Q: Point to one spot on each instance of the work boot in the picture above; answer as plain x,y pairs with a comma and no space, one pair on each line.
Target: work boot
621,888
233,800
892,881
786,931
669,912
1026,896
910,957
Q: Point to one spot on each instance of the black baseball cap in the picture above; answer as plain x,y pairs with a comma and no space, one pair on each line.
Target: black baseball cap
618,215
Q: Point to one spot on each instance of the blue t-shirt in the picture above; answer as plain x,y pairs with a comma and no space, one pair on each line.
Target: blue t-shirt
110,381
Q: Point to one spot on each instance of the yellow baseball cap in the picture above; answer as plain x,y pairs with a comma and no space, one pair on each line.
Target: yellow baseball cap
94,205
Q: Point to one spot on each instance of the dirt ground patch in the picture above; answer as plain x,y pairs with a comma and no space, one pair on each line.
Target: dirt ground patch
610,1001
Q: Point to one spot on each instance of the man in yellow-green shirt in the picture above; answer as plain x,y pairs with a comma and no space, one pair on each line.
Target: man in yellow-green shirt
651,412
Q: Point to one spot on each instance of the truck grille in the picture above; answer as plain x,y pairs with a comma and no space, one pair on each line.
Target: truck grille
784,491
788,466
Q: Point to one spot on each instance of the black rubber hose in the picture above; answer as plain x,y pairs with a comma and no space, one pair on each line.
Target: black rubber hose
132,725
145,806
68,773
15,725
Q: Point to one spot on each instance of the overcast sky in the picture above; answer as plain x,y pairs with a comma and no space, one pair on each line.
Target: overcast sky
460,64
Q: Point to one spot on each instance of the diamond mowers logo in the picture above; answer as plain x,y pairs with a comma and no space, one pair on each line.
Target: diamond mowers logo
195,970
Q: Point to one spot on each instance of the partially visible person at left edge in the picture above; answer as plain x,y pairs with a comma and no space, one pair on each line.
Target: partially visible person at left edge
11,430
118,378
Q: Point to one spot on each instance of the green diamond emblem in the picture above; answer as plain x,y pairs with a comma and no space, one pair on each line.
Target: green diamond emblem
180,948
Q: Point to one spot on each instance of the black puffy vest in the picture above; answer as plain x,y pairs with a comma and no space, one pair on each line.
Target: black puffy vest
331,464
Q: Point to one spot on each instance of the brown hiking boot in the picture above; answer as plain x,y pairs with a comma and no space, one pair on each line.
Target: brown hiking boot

◇ ◇ ◇

__Task to complete__
Each entry above needs to be output exactly.

__Exercise output__
Q: Point to one spot on each instance of the work boot in the picture above; answer as plain x,y pairs with a comma and no space, one pair on each line.
Target: work boot
621,888
233,800
892,881
786,931
669,912
1026,896
910,957
Q: Point to one spot on each instance of the black baseball cap in the picture above; answer as plain x,y pairs with a comma and no space, one pair on each line.
Target: black baseball cap
618,215
Q: Point to one spot on each instance of the blue t-shirt in the picture above; answer as plain x,y pairs with a comma and no space, one pair on each line.
Target: blue t-shirt
110,381
Q: Point to one spot on each instance of the yellow baseball cap in the picture above; answer as plain x,y pairs with a comma and no space, one pair on each line.
Target: yellow baseball cap
94,205
Q: Point to one spot on each instance of the dirt ground patch in the picture above; answer as plain x,y pairs with a comma and no space, one pair on each line.
Target: dirt ground patch
610,1001
Q: Point to one spot on each instance of the man in yellow-green shirt in the picture above; answer as plain x,y pairs with a comma and no space, one pair on each line.
Target: man in yellow-green shirt
651,412
Q: Point to one spot on each instance of the truck grille in the picture above; answer as plain x,y pairs with a comma and no space, one pair on each line.
Target: truck grille
784,491
788,466
Q: Point to one spot on each instance of the black rubber hose in the picture above; answer as plain x,y pairs with a comma and no space, one pair on each line.
Target: black rubber hose
132,725
145,806
68,773
15,725
Q: Point to one spot on each instance of the overcast sky in the picture above; answer as plain x,y pairs with a comma and no space, one pair on each line.
Target: overcast sky
460,64
Q: Point to one spot on each instance of the diamond mowers logo in the picture above; answer as plain x,y pairs with a comma and no space, one pair on each line.
Target: diamond mowers logo
195,970
Q: Point to one spot on each instance of the partially visible person at left edge in the picture above; answer as plain x,y pairs with a comma and no space, one pair on each line.
Target: partially visible person at left edge
11,430
118,378
Q: Point to one spot on each instance of the green diamond emblem in the picture above; answer as plain x,y pairs with a comma and no space, one pair on each line.
Target: green diamond emblem
180,948
Q: Point to one spot on each instance of the black puffy vest in the picture above; answer as plain x,y pairs with a comma and no space, one pair on each line.
Target: black puffy vest
331,464
Q: Point to one spot on each instance of the brown hiking boot in the picture above; answer as plain x,y pairs with a comma and no space, one pair on each line.
Target: brown hiking boot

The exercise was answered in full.